-- Opening Marker --
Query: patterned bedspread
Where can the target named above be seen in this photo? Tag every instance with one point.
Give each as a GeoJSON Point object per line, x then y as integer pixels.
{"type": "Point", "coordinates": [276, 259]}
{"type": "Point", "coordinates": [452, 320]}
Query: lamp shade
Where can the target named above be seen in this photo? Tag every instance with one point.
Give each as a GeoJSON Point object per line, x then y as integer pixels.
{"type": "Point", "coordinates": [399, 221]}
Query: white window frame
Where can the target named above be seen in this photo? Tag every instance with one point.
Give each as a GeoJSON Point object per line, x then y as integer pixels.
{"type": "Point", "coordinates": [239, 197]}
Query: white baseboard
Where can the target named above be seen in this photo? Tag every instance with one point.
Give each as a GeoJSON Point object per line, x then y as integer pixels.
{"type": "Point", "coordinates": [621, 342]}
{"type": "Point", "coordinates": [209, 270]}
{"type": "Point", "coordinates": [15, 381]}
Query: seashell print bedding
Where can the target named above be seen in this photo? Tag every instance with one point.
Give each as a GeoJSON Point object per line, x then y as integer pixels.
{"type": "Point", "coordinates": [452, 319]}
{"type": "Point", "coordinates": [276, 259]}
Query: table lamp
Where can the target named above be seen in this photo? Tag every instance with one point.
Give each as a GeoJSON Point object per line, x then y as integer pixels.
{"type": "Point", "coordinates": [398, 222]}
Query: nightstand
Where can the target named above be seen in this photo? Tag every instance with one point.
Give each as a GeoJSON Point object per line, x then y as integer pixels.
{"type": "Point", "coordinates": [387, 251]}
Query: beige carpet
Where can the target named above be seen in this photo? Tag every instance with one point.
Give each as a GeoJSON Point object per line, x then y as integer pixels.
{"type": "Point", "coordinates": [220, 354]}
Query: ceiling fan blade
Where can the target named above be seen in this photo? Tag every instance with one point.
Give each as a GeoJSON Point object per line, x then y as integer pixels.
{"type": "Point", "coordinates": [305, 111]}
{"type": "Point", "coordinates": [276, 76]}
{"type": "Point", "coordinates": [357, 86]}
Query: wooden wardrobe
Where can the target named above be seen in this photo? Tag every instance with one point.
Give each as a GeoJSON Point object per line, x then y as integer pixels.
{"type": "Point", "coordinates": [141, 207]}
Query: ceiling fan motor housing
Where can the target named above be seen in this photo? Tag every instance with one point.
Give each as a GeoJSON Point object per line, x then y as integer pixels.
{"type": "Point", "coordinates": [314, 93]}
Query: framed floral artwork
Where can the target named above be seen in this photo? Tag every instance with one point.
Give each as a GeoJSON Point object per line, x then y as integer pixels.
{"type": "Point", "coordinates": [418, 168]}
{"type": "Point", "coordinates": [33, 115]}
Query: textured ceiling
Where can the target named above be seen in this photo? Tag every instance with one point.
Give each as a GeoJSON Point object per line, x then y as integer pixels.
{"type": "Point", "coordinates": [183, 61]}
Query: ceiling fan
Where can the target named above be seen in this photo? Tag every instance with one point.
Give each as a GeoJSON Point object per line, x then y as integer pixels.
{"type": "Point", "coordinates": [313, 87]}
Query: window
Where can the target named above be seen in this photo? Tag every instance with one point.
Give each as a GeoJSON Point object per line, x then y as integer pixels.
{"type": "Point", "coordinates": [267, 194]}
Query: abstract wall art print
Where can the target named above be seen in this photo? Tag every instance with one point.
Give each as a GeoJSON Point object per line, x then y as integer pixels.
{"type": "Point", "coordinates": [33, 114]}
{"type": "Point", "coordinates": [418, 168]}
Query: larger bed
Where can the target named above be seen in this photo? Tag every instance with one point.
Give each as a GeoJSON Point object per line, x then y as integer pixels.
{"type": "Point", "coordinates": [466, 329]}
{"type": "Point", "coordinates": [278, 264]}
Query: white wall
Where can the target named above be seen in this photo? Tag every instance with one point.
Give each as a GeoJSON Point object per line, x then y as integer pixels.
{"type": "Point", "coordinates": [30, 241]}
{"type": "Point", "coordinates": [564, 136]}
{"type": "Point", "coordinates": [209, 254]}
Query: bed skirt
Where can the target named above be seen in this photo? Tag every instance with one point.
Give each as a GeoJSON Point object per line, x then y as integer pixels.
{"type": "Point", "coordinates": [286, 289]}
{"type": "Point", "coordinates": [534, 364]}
-- Closing Marker --
### Exercise prompt
In the listing above, find the line containing "Query: beige carpet" and the line containing "Query: textured ceiling", then retype both and every line between them exactly, with nothing else.

### Result of the task
Query: beige carpet
Where can the target named above be seen in this photo? Tag every instance with one point.
Give each as a GeoJSON Point object per line, x then y as integer pixels.
{"type": "Point", "coordinates": [220, 354]}
Query: ceiling fan blade
Where can the target named above be seen in this photo? Tag every instance with one point.
Give each as a GeoJSON Point object per line, x then y as integer pixels.
{"type": "Point", "coordinates": [305, 111]}
{"type": "Point", "coordinates": [276, 76]}
{"type": "Point", "coordinates": [357, 86]}
Query: wooden wardrobe
Where can the target named above be seen in this photo? Tag every instance with one point.
Give each as a GeoJSON Point object per line, x then y as integer pixels.
{"type": "Point", "coordinates": [141, 207]}
Query: ceiling fan motor housing
Where can the target named above be seen in this photo? Tag every instance with one point.
Give each as a GeoJSON Point object per line, x then y as integer pixels.
{"type": "Point", "coordinates": [314, 93]}
Query: framed floral artwork
Where can the target named above be seen in this photo? Tag every instance with one point.
Give each as a GeoJSON Point object per line, x then y as integer pixels.
{"type": "Point", "coordinates": [418, 168]}
{"type": "Point", "coordinates": [33, 115]}
Query: textured ceiling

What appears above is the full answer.